Instructions for the task →
Restate the entries word for word and skip every image.

· · ·

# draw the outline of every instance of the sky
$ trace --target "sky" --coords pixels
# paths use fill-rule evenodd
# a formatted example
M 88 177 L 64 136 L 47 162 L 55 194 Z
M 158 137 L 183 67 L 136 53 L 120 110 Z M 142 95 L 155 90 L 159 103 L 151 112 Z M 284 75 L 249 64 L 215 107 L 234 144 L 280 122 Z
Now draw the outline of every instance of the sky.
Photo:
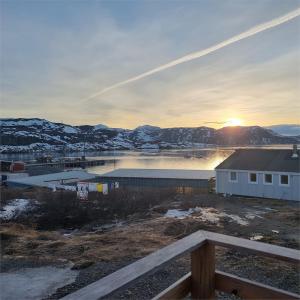
M 2 118 L 122 128 L 300 123 L 300 17 L 99 94 L 287 14 L 300 0 L 0 6 Z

· · ·

Task result →
# draw the outline of every instance of the sky
$ trace --target "sky" --coords pixels
# paths use fill-rule evenodd
# a formatted example
M 88 177 L 64 136 L 47 162 L 55 194 Z
M 158 137 L 183 67 L 136 53 L 120 110 Z M 142 95 L 155 90 L 159 103 L 151 112 Z M 284 75 L 249 64 L 215 107 L 234 144 L 280 122 Z
Now draw the outline of every instance of the sky.
Photo:
M 2 118 L 122 128 L 300 123 L 300 17 L 99 94 L 287 14 L 300 0 L 0 6 Z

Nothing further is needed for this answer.